## Stated goal
Copy the data from the line that contains "of the soldier." through the end, changing "Tag" to "Mark" everywhere and leaving everything else as it is.

Source records
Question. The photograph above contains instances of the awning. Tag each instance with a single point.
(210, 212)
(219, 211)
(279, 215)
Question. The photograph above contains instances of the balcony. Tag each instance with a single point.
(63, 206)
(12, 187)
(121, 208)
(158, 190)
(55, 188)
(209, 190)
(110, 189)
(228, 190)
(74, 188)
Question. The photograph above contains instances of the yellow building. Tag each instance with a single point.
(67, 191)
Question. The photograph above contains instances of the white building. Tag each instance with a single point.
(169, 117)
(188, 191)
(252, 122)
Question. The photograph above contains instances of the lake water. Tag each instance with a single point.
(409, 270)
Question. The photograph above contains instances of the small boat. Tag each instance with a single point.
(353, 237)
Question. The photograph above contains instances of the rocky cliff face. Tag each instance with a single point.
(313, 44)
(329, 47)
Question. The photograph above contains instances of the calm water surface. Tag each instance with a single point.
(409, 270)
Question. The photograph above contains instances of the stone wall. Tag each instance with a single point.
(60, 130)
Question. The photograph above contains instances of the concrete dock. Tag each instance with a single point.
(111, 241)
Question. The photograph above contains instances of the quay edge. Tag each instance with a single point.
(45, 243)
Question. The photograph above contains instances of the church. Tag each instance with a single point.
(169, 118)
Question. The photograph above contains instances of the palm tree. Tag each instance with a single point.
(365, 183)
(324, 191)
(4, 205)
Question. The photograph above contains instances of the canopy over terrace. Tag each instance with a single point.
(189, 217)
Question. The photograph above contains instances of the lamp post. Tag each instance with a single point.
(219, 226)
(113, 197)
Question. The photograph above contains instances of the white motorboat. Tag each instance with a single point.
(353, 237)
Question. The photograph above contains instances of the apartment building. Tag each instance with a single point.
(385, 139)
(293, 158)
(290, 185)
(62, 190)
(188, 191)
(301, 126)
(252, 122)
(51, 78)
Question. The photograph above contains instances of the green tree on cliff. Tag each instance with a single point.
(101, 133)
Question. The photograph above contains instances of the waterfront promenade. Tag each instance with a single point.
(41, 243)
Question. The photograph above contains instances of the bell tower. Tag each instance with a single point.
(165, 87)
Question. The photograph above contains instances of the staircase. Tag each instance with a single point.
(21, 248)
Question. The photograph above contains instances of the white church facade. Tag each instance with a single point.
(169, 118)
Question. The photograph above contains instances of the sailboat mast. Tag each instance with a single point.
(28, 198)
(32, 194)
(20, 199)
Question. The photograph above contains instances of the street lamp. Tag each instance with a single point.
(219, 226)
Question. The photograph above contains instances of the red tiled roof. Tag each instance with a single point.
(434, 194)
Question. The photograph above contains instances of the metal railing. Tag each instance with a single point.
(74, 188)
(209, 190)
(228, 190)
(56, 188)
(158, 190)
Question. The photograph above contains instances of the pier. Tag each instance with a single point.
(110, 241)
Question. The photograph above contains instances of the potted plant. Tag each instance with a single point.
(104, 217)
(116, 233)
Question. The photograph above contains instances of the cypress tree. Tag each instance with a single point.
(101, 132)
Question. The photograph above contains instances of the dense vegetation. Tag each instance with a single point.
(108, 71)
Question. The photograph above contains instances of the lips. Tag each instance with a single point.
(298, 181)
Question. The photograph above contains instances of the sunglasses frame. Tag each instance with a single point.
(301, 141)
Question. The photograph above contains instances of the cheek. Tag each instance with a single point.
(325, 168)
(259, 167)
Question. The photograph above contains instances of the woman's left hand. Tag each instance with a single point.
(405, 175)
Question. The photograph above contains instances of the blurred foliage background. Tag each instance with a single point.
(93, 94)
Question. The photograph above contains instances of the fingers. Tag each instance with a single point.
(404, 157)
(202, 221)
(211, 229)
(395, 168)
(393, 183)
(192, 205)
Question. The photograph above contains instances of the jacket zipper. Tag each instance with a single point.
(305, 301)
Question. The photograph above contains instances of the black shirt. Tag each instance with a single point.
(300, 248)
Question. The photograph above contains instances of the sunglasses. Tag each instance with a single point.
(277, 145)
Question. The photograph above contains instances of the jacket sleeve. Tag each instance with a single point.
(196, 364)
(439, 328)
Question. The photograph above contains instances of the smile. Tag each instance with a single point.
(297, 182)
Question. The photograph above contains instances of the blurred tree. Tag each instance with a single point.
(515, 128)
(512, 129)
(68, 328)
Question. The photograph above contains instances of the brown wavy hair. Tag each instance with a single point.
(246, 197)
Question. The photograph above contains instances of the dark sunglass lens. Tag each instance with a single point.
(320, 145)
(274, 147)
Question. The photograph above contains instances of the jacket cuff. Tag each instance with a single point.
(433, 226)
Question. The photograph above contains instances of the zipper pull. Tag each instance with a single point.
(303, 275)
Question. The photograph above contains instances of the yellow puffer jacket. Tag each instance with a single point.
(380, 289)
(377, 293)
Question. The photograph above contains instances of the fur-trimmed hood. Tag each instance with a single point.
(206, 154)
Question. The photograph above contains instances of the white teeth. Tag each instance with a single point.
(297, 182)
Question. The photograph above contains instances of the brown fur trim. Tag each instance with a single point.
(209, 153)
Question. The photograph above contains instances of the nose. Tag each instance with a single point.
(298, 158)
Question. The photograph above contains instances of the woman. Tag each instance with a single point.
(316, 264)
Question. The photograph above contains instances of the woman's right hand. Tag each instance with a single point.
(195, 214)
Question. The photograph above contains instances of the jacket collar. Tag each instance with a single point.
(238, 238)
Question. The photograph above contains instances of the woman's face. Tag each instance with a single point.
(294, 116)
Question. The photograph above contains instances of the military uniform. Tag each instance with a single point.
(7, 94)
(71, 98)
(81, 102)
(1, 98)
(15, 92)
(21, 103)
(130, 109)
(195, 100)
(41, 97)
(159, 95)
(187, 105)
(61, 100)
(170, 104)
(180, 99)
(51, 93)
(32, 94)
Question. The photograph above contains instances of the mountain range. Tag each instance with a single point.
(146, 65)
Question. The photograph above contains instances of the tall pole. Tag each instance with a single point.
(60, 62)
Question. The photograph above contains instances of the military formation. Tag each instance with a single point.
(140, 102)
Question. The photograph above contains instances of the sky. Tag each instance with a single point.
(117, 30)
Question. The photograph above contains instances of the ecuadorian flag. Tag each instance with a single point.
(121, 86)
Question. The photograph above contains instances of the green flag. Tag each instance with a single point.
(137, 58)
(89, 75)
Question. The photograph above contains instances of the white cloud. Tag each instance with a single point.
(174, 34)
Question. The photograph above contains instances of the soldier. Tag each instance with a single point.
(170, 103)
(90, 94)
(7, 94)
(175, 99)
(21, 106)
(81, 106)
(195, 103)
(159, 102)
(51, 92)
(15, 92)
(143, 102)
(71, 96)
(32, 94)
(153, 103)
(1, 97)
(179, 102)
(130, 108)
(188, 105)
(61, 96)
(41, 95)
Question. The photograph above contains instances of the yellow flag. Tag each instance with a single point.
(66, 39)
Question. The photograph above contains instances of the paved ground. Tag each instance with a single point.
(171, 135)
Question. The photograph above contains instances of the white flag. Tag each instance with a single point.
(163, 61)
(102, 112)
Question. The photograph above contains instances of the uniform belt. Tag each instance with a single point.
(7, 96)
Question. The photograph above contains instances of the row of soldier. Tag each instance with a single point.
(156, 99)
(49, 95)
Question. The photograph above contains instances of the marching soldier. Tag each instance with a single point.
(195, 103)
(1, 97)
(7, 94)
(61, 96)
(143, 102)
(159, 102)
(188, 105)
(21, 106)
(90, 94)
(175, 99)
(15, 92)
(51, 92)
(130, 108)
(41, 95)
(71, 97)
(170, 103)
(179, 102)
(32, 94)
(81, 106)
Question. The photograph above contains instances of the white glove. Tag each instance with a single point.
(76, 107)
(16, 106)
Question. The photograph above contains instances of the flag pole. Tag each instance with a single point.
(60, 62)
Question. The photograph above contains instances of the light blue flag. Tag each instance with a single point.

## Response to the task
Question. The photograph above contains instances of the soldier. Mark each instance with a single point.
(170, 103)
(90, 94)
(7, 94)
(175, 99)
(21, 106)
(81, 106)
(195, 103)
(159, 102)
(51, 92)
(15, 92)
(143, 102)
(71, 96)
(32, 94)
(153, 103)
(1, 97)
(179, 102)
(130, 108)
(188, 105)
(61, 96)
(41, 95)
Question. The photograph above contains instances of the yellow flag. Mark each instance with a single point.
(66, 39)
Question. The photograph above contains instances of the paved ground. Mark each instance with a single point.
(171, 135)
Question. The photograph above contains instances of the white flag. Mark each instance with a single point.
(163, 61)
(102, 112)
Question. The photograph above contains instances of the uniform belt. Mark each instance with a single point.
(7, 96)
Question. The photograph above contains instances of the row of soldier. Mark each instance with a single point.
(156, 99)
(49, 95)
Question. The photograph above contains instances of the marching soldier. Mark each instance with a single point.
(195, 103)
(1, 97)
(7, 94)
(61, 96)
(143, 102)
(159, 102)
(188, 105)
(21, 106)
(90, 94)
(175, 99)
(15, 92)
(51, 92)
(130, 108)
(41, 95)
(71, 97)
(170, 103)
(179, 102)
(32, 94)
(81, 106)
Question. The photograph above contains instances of the white glove. Mark each instance with a single point.
(76, 107)
(16, 106)
Question. The photograph above contains instances of the flag pole. Mark each instance with a single point.
(60, 62)
Question. The photograph above contains instances of the light blue flag. Mark each instance with a single point.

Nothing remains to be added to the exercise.